▶ _Excerpted passage_:
One look and it’s pretty obvious — Raimon Barela is small. Next to some of his teammates — namely 6-foot-4 defensive end Logan George or 6-foot-6 tight end Mason Mickelsen or, heck, even Highland coach Gino Mariani — Barela can get lost.
Let’s compare his 5-foot-4, 115-pound frame to a car. Nothing crazy there. Every day, you see a car. No big deal. If you saw a car on a football field, though, it may cause a double-take, a befuddled look that leads to some sort of question along the lines of, “Um, is that supposed to be there?”
Who knows about the car, but Barela is definitely supposed to be on the gridiron.
And the Rams — ranked No. 4 in 5A in the latest media poll — are glad he is. On just 20 catches, the junior leads Highland’s wide receiver corps with 404 yards and a half-dozen touchdowns.
“I’ll tell you what, for his size, what he brings to the table, it’s incredible,” Mariani said. “If you’re going to take him one-on-one, he makes it difficult on defenders because he’s got that quickness to get around you and enough speed to get by you.”
At first, most people don’t believe that. Cornerbacks will line up against him, see they’ve got a few inches on their matchup and assume he’s a scrub. They’ll roll their eyes, press him and think he’ll drop like a coat rack on initial contact.
One time, back when he was just out of elementary school and standing around 5-foot-2, Barela attended a seven-on-seven tournament with Highland’s junior varsity squad. Like has happened so many times before and will many times in the future, a defensive back saw that he was covering a receiver who came up to his shoulder pads.
Naturally, and naively, cockiness took over.
“He went to bump me and I just swam him and made my route,” Barela said, referring to the swim technique. “Afterwards I was walking back and he goes, ‘Gosh, you’re quick.’ and I was like, ‘Thanks.’ I laughed because he knew I burned him.”

▶ _Objective A_:
Answer these questions from the article on Raimon Barela:
(i) What are Barela's height and weight?
(ii) Where is Highland ranked in the latest media poll?
(iii) What technique did Barela use to get past the defensive back at the seven-on-seven tournament?
▶ _Objective B_: Extend the article on Highland receiver Raimon Barela, picking up after its last paragraph.

Point-based annotation data:
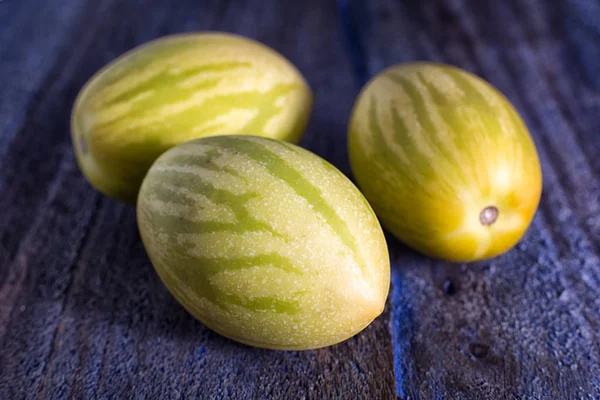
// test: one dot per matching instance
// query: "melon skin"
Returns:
(264, 242)
(440, 153)
(178, 88)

▶ _Task result A_:
(i) He is 5-foot-4 and 115 pounds.
(ii) Highland is ranked No. 4 in 5A.
(iii) He used the swim technique.

▶ _Task result B_:
Even now, with loads of film on Barela and the surprise of his height mitigated, he still makes plays. Last week, with the Rams trailing against Skyview, the 5-foot-4 wideout twice snared touchdown catches from senior quarterback Easton Durham to put his team back on top in an eventual 38-23 win.
“He’s just a little dude that gets open,” Durham said of Barela. “(As a defender), you’d look around and be like, ‘Who’s this kid?’ All of the sudden, he’d blow past you. You don’t want to press him.”
Apparently, Durham noted, the other thing you don’t want to do against Barela is block him.
“He’s just a bulldog,” Durham said.
Mariani agreed. Somehow, someway, Barela gets it done. Sure, he has to throw his hands on guys with six inches and 60 pounds on him. He’ll do it with a grin and cease the momentum of any defender headed his way. It’s a remarkable sight that seems to defy physics.
The trick, he said, is let the big bodies charge at him. Not vice versa. He wants to absorb their first strike, then he’ll whisk his hands out to their pads, chop his feet like he’s dicing onions and “stand my ground.”
There’s something integral in that latter point.
The thing about Barela, the fascination with him isn’t just his height. It’s his will to excel doing things people don’t expect him to. Play football. Be a varsity starter. Block people like he’s a sumo wrestler.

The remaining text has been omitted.